Source data
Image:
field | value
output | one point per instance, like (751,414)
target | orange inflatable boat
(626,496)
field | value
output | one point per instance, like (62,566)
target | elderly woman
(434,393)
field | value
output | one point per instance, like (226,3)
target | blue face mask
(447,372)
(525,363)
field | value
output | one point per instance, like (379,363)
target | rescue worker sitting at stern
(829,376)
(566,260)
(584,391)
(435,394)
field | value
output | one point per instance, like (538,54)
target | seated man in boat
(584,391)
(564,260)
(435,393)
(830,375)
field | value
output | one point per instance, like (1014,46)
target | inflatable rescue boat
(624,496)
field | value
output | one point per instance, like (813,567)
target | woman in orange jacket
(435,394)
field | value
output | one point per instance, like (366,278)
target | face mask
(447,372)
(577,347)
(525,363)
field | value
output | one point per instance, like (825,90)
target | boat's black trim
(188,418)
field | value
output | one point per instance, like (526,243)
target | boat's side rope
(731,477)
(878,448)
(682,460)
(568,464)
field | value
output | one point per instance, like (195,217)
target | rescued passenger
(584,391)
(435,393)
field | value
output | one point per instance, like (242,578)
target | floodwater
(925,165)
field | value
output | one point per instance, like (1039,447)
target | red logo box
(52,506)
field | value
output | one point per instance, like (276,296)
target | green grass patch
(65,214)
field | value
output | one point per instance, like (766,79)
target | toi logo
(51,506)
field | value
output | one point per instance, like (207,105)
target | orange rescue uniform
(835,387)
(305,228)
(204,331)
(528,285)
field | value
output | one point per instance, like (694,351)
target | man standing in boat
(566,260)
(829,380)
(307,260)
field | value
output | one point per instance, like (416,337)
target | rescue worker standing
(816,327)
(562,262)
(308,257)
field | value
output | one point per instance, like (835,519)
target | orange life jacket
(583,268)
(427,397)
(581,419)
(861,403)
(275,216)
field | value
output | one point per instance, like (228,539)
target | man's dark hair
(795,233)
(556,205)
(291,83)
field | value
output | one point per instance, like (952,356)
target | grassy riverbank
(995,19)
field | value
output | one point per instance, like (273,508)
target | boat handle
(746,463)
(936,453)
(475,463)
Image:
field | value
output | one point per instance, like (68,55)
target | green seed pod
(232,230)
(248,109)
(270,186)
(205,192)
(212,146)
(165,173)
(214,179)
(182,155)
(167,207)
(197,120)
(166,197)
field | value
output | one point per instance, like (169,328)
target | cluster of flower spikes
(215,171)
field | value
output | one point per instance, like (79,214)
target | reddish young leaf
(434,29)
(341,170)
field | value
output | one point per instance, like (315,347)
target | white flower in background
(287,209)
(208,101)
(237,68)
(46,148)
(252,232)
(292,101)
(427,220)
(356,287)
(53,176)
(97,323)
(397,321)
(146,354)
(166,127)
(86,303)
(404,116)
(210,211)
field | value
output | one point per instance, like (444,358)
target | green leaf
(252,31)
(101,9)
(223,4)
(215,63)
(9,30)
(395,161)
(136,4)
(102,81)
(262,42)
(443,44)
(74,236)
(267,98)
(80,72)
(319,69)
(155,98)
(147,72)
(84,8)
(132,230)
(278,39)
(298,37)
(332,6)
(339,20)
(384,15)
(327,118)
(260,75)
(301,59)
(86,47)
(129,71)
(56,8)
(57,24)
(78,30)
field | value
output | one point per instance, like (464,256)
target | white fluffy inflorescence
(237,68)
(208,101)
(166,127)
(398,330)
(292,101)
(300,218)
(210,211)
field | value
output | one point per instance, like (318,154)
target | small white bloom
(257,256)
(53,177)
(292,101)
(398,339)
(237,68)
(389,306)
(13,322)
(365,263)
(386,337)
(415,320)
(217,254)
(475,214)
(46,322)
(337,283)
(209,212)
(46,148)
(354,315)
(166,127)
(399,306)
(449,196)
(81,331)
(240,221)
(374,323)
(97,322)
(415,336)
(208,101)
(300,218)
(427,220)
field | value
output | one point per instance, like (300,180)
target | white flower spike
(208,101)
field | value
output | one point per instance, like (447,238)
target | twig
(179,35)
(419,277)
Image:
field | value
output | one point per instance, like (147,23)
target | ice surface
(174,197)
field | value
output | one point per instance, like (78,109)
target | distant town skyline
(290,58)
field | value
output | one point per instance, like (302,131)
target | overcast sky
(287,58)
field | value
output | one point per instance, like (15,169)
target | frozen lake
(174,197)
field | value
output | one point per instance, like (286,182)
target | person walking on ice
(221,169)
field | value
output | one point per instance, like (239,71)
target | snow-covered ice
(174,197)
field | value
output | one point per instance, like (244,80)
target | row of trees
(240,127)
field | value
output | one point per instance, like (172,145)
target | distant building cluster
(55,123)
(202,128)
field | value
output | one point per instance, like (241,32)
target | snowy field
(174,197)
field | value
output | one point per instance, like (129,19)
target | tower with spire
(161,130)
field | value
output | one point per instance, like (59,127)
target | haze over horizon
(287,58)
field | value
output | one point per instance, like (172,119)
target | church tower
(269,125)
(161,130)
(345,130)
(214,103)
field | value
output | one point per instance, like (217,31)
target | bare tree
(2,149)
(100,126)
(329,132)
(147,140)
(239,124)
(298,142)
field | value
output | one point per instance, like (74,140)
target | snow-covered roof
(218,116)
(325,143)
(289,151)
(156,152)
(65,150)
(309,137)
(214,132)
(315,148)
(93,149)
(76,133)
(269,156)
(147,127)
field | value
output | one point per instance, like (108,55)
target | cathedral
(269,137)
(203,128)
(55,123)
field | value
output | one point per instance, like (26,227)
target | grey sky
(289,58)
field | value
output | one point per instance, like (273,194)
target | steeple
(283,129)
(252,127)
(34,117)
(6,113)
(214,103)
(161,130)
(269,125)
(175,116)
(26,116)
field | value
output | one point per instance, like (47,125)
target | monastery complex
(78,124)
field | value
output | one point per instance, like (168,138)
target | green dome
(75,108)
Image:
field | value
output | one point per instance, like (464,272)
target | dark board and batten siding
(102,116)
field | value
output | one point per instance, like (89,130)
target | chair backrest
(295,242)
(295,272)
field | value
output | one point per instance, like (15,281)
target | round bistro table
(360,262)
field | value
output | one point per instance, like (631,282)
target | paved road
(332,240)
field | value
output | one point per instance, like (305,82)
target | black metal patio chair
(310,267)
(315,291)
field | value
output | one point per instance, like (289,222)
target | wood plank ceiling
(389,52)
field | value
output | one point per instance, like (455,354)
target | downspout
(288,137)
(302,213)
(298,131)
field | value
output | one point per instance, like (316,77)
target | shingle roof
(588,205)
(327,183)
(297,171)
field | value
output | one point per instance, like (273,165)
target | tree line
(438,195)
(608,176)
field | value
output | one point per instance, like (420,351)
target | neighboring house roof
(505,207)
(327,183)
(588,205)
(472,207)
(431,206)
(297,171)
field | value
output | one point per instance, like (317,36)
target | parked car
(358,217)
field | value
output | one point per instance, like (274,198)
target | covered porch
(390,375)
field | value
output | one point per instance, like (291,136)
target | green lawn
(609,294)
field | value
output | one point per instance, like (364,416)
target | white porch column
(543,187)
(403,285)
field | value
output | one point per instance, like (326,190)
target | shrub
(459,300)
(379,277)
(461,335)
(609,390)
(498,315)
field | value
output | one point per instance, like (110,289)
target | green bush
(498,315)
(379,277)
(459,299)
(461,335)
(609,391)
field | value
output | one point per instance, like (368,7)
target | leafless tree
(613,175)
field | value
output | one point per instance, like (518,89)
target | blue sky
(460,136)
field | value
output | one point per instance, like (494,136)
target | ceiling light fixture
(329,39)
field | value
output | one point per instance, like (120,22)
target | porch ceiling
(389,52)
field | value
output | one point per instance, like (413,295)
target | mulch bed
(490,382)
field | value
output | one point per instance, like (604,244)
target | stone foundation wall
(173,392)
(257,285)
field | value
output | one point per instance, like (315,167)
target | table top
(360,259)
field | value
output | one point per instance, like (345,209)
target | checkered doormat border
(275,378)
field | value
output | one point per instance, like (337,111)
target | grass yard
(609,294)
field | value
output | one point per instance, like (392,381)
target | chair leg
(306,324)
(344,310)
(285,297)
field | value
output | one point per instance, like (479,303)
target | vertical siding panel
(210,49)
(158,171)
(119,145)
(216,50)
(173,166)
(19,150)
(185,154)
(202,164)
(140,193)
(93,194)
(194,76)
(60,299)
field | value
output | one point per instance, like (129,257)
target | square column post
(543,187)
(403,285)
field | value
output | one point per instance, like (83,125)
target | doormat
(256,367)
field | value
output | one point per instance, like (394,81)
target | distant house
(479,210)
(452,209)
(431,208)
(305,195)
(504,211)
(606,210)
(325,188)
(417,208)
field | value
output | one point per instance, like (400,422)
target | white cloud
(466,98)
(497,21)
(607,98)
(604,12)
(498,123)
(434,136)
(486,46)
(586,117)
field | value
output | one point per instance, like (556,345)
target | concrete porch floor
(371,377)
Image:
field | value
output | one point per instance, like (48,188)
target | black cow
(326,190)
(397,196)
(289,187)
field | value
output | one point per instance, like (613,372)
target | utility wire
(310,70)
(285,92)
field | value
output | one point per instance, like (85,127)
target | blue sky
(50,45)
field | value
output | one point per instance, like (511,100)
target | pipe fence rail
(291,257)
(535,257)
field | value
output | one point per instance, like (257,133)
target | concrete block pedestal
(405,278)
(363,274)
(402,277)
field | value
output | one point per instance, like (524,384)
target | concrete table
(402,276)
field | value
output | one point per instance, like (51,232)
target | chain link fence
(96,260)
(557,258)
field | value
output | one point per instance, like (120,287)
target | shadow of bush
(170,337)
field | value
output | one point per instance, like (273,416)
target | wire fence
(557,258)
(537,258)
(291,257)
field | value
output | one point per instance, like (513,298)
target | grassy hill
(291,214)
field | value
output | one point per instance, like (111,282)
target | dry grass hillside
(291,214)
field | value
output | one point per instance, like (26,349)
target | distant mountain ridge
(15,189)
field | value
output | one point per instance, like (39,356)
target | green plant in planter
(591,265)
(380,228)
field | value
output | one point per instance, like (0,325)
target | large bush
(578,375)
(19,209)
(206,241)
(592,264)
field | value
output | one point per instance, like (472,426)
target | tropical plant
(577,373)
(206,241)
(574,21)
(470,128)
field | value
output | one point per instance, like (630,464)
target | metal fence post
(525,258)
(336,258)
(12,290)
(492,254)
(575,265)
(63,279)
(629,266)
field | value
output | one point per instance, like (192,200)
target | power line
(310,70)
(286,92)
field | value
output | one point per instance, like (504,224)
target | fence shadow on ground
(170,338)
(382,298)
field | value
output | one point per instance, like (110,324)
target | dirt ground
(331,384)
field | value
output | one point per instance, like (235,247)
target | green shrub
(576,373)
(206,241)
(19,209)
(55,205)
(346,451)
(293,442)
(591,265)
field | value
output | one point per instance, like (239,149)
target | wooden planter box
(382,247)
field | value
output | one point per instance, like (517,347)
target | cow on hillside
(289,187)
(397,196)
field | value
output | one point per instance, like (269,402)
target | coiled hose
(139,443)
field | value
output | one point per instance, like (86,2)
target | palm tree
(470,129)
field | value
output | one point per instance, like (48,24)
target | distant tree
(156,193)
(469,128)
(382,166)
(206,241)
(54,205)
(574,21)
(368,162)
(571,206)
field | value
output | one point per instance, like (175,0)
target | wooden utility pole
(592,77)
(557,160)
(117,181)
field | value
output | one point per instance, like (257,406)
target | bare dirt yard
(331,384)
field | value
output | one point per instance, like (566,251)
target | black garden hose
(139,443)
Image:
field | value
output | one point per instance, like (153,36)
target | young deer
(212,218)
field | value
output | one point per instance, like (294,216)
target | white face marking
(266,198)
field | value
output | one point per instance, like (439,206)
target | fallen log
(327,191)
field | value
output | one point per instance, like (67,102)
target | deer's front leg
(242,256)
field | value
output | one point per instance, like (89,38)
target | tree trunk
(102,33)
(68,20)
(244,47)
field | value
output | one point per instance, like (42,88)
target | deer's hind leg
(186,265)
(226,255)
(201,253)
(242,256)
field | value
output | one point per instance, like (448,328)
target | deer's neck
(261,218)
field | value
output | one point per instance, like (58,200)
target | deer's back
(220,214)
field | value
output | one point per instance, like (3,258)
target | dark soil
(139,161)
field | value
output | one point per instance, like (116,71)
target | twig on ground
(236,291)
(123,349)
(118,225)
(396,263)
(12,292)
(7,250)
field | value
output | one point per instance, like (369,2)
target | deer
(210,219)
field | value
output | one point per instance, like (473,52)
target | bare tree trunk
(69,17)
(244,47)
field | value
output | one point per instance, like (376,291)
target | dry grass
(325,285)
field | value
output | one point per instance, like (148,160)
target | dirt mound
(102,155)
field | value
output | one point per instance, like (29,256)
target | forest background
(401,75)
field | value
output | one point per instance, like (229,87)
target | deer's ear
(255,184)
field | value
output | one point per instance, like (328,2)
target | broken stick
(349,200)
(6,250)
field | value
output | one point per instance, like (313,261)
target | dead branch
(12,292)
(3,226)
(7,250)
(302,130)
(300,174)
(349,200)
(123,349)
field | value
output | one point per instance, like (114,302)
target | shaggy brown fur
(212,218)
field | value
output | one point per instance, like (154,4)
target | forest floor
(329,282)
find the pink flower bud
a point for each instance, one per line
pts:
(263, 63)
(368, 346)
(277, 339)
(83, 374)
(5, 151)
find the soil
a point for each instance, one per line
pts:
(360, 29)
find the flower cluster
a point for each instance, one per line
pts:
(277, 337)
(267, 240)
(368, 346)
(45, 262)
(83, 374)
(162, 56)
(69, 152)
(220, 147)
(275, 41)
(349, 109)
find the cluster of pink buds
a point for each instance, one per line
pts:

TASK:
Your task is to extract the lines running from the one with "find the pink flower bud" to the end of the material, inclusive, copying each exactly and adding nothing.

THE SOLUTION:
find the pink flower bud
a point for each instance, one per line
pts:
(263, 63)
(368, 346)
(277, 339)
(83, 374)
(5, 151)
find the soil
a point for each instance, one per line
pts:
(360, 29)
find the flower cluster
a point for each instance, one per line
pts:
(277, 337)
(267, 240)
(368, 346)
(45, 262)
(83, 374)
(162, 56)
(69, 152)
(220, 147)
(275, 41)
(349, 109)
find the cluster of pink buds
a point for each instance, one per line
pts:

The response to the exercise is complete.